Start Supplied entries

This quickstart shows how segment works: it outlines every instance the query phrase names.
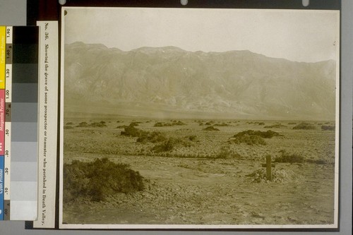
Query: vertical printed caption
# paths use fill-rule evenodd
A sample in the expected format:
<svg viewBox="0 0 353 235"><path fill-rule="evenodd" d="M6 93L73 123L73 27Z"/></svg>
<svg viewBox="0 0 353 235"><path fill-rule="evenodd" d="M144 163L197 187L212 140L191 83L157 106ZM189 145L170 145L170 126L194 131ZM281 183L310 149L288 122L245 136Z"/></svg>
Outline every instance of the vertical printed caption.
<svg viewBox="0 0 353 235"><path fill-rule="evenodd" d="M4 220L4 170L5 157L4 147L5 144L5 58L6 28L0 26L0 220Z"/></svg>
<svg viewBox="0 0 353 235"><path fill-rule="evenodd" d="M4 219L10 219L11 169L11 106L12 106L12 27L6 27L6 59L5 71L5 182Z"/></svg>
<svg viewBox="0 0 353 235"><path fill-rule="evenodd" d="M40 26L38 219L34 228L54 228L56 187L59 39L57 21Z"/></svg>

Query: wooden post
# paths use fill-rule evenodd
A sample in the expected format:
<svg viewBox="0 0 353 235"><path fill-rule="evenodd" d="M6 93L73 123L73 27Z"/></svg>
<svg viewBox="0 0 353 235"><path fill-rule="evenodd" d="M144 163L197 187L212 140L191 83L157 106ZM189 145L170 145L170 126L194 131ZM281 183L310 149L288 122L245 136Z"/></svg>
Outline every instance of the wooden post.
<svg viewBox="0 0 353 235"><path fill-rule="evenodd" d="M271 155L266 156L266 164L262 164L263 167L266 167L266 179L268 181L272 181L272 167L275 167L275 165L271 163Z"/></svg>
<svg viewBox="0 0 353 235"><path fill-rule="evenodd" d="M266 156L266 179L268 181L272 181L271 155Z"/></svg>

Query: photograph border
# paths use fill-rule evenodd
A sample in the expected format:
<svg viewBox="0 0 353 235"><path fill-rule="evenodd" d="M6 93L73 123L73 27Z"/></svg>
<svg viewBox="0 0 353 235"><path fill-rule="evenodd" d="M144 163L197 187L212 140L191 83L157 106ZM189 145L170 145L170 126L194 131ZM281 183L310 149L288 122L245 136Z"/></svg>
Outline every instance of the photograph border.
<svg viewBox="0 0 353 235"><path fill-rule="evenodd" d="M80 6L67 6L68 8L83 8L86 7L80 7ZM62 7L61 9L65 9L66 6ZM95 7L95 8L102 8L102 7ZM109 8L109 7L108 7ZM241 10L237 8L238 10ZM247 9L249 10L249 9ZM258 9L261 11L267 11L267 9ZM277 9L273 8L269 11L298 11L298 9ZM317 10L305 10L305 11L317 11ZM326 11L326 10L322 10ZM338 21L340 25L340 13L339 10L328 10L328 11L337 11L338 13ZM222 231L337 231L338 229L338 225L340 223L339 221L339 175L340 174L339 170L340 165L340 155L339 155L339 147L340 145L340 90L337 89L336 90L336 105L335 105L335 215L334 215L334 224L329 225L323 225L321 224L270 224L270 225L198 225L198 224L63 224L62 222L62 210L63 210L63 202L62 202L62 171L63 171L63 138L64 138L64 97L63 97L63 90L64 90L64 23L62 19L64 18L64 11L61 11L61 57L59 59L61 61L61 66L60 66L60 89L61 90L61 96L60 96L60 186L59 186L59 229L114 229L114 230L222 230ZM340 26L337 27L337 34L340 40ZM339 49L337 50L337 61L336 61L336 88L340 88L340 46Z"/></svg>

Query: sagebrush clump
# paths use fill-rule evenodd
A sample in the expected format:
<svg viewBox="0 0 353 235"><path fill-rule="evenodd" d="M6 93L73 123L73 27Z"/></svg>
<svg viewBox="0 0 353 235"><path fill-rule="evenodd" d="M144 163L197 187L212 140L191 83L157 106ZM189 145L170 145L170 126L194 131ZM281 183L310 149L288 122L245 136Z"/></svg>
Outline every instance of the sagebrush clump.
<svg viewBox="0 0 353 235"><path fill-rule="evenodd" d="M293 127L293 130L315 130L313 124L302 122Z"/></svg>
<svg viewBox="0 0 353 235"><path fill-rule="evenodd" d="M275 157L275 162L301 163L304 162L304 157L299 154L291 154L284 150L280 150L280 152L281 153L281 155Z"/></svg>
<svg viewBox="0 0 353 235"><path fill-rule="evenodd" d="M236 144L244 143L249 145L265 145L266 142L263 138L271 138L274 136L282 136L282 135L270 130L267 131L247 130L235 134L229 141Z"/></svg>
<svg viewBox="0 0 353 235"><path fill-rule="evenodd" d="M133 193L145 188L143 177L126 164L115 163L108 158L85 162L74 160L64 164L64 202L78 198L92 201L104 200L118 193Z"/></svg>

End Supplied entries
Start Supplied entries

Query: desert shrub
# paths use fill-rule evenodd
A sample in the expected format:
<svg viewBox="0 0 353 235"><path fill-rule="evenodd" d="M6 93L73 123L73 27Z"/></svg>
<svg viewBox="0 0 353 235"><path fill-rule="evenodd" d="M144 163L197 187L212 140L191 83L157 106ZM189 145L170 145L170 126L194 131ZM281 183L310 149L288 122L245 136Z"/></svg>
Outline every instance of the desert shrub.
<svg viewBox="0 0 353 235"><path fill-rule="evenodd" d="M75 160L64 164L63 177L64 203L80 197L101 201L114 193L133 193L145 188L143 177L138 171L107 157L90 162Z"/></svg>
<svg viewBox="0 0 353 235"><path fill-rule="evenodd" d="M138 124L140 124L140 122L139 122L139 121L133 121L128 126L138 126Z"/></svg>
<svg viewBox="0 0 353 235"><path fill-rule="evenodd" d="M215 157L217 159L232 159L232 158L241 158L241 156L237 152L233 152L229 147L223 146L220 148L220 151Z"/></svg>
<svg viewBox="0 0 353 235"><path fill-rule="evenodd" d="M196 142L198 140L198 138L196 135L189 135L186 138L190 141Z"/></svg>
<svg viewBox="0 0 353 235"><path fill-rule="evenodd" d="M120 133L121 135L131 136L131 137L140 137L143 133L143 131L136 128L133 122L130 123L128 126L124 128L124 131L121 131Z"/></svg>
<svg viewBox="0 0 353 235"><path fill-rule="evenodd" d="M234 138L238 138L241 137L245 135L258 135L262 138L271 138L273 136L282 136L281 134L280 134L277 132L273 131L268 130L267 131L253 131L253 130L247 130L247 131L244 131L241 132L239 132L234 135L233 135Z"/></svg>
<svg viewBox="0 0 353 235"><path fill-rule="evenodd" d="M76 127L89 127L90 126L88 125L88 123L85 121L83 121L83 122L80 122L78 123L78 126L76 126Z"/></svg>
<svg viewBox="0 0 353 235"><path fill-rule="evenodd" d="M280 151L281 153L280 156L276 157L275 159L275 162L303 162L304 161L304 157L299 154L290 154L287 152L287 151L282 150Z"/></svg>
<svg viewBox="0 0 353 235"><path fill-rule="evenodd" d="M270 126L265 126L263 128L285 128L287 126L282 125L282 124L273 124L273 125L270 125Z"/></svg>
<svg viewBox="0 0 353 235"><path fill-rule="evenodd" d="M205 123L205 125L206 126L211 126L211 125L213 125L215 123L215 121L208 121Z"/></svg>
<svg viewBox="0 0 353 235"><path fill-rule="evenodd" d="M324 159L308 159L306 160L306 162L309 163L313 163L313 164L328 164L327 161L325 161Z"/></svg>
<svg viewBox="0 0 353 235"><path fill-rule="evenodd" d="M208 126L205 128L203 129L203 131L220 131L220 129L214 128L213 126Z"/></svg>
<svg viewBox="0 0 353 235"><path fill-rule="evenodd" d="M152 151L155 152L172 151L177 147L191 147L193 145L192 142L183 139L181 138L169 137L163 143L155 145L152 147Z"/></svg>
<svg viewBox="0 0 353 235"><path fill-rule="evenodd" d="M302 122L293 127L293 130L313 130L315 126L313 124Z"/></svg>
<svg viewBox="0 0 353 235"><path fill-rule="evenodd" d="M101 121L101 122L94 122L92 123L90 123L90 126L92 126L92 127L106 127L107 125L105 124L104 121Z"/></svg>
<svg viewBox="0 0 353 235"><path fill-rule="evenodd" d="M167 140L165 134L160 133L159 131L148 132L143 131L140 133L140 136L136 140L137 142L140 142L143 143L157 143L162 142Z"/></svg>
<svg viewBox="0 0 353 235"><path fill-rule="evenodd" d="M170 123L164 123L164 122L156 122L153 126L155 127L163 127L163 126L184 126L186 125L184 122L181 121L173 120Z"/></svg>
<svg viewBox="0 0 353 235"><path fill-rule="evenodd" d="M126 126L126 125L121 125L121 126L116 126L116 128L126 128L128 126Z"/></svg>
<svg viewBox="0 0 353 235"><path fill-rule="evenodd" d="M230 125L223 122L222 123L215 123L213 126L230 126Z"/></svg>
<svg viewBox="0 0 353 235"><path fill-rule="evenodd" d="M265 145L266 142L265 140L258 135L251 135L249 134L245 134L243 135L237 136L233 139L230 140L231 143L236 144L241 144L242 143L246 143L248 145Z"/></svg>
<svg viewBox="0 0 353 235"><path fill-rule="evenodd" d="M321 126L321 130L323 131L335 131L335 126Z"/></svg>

End Supplied entries

# [Goal of the exercise]
Lay out the lines from the one containing "Query: sagebrush clump" through the one containing "193L145 188L143 177L126" as a Markdown table with the columns Line No. and Text, leaving out blank lines.

# [Answer in full]
| Line No. | Text |
|---|---|
| 1 | Query: sagebrush clump |
| 2 | # paths use fill-rule evenodd |
| 3 | A sample in the expected format: |
| 4 | <svg viewBox="0 0 353 235"><path fill-rule="evenodd" d="M6 93L73 123L73 27Z"/></svg> |
| 5 | <svg viewBox="0 0 353 235"><path fill-rule="evenodd" d="M144 163L197 187L212 140L191 83L157 106ZM189 145L170 145L170 126L194 131ZM281 183L310 149L288 122L245 136Z"/></svg> |
| 6 | Outline every instance of the sagebrush clump. |
| 7 | <svg viewBox="0 0 353 235"><path fill-rule="evenodd" d="M293 127L293 130L315 130L313 124L302 122Z"/></svg> |
| 8 | <svg viewBox="0 0 353 235"><path fill-rule="evenodd" d="M275 157L275 162L301 163L304 162L304 157L299 154L291 154L284 150L280 150L280 152L281 153L281 155Z"/></svg> |
| 9 | <svg viewBox="0 0 353 235"><path fill-rule="evenodd" d="M236 144L244 143L249 145L265 145L266 142L263 138L271 138L274 136L282 136L282 135L270 130L267 131L247 130L235 134L229 141Z"/></svg> |
| 10 | <svg viewBox="0 0 353 235"><path fill-rule="evenodd" d="M133 193L145 188L143 177L126 164L115 163L108 158L85 162L74 160L64 164L64 202L78 198L92 201L104 200L118 193Z"/></svg> |